Using the court opinion below, say whether each statement agrees with it, answering yes or no and quoting the deciding words: (a) Wilson bought twelve hogs from George Hoskins; (b) Newkirk paid the defendant $80 for the hogs; (c) Wilson found six of the hogs in Newkirk's pasture on December 31, 1928.

● Quoted text:
[start]
State v. Cunningham

Decision Date20 December 1930
Docket Number30553
Citation33 S.W.2d 930
PartiesSTATE v. CUNNINGHAM
CourtMissouri Supreme Court

Henry P. Lay, of Warsaw, and W. D. O'Bannon, of Sedalia, for appellant.

Stratton Shartel, Atty. Gen., and Ray Weightman, Asst. Atty. Gen., for the State.

OPINION

DAVIS C.

In an information filed in the circuit court of Benton county defendant was charged with the larceny of six hogs. On a trial defendant was found guilty by the jury, and his punishment affixed at two years in the penitentiary. From the judgment entered on the verdict, he appealed.

The evidence submitted by the state warrants the finding that about December 1, 1928, or shortly thereafter, Elbert (Bud) Wilson, whose business was that of buying, feeding and selling hogs and cattle, purchased from George Hoskins twelve red hogs, weighing approximately 160 pounds. Wilson's feed lot, comprising an acre and a half, was located on the Fairfield-Warsaw road, a mile and a quarter from Fairfield and he placed the hogs in said feed lot. On a visit to the pasture of his son, Harley Wilson, he discovered three of said hogs purchased from Hoskins therein. He then returned to his feed lot, and, upon examination, he found that all the hogs purchased from Hoskins were missing from his feed lot. Thereupon he tracked six of the missing hogs to Fairfield. Of the twelve hogs purchased from Hoskins, five had their tails bitten off, one had a small scar on the head, and one had an ear three-fourths gone, with the remaining portion crinkled. Wilson first discovered that the hogs were missing on the Monday before Christmas. On December 31, 1928, he found six of the hogs in Norman Newkirk's pasture. Wilson and his son identified the six hogs found in Newkirk's pasture as among those purchased by him from Hoskins, and among them the one with a small scar on the head. Without the knowledge of Newkirk, Wilson and his son drove the hogs from Newkirk's pasture to Wilson's feed lot.

In explanation of his possession of the hogs, Newkirk testified that on December 24, 1928, defendant accosted him, inquiring the value of stock hogs. On defendant advising him that he had six hogs weighing from 160 to 170 pounds, Newkirk told him that he had just taken some nice ones in at seven and a quarter. Defendant replied, 'Is that all they are worth?' and witness answered, 'I think it is on the market.' Newkirk then said to defendant that if defendant sold him the hogs to unload them near, but not in, the stockyards, as he wanted to put them in his feed lot, which was accordingly done. Newkirk, on December 24, 1928, purchased said hogs from defendant and paid him $ 70.32 for them.
[end]
Location identification entries
[start]
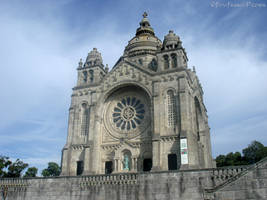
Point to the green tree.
(220, 160)
(4, 163)
(31, 172)
(53, 169)
(15, 169)
(254, 152)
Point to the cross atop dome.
(145, 14)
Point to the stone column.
(86, 170)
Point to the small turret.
(171, 41)
(94, 58)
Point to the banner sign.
(184, 151)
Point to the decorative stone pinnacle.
(145, 14)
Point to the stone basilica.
(146, 114)
(140, 132)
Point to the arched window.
(198, 117)
(174, 60)
(84, 76)
(91, 75)
(171, 112)
(127, 160)
(84, 119)
(166, 61)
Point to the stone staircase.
(225, 176)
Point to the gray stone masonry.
(231, 183)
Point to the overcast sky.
(42, 41)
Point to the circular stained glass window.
(128, 113)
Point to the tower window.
(174, 60)
(85, 119)
(91, 75)
(79, 168)
(85, 76)
(108, 167)
(172, 161)
(147, 164)
(171, 112)
(166, 61)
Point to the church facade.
(146, 114)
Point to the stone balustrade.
(222, 174)
(113, 179)
(13, 184)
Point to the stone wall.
(232, 183)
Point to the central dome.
(145, 41)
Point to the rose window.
(128, 113)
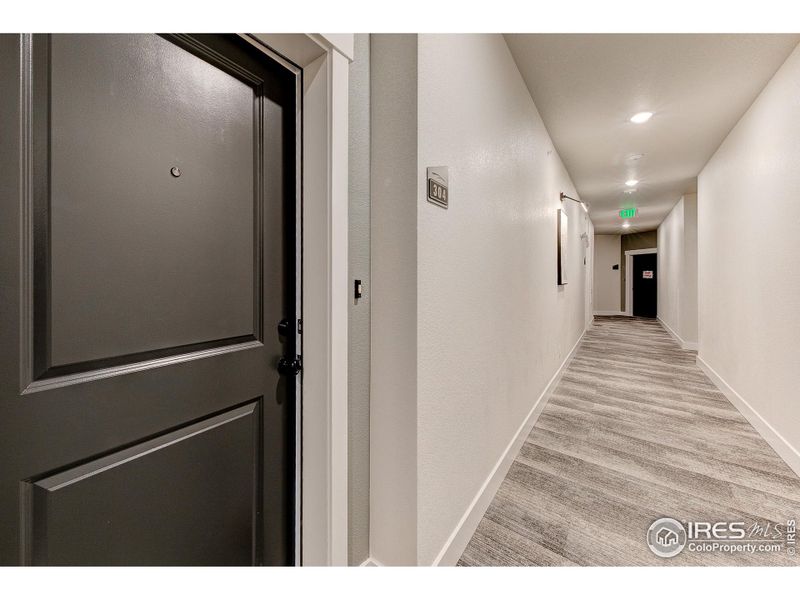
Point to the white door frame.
(321, 515)
(629, 276)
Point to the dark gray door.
(147, 256)
(645, 285)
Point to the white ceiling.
(587, 86)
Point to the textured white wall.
(748, 248)
(677, 270)
(493, 325)
(688, 299)
(393, 237)
(606, 280)
(670, 267)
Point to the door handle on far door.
(289, 366)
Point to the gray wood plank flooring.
(634, 431)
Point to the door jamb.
(321, 526)
(629, 276)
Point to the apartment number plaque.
(438, 192)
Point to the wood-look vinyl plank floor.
(634, 431)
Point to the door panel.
(140, 308)
(139, 259)
(150, 503)
(645, 282)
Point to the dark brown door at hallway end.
(147, 257)
(645, 285)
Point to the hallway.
(634, 431)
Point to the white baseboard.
(778, 443)
(462, 534)
(684, 344)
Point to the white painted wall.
(677, 271)
(606, 279)
(492, 325)
(393, 242)
(748, 273)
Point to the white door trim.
(321, 525)
(629, 276)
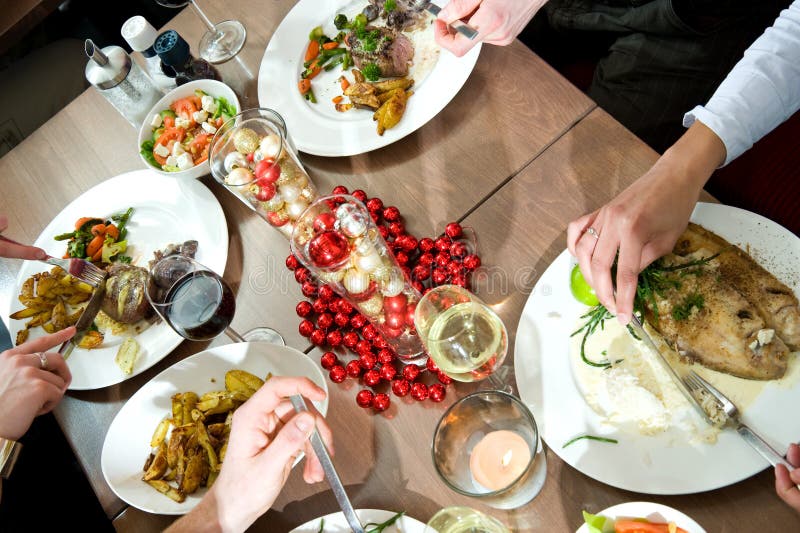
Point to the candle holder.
[end]
● Full answer:
(a) Yes: "purchased from George Hoskins twelve red hogs"
(b) No: "paid him $ 70.32 for them"
(c) Yes: "On December 31, 1928, he found six of the hogs in Norman Newkirk's pasture."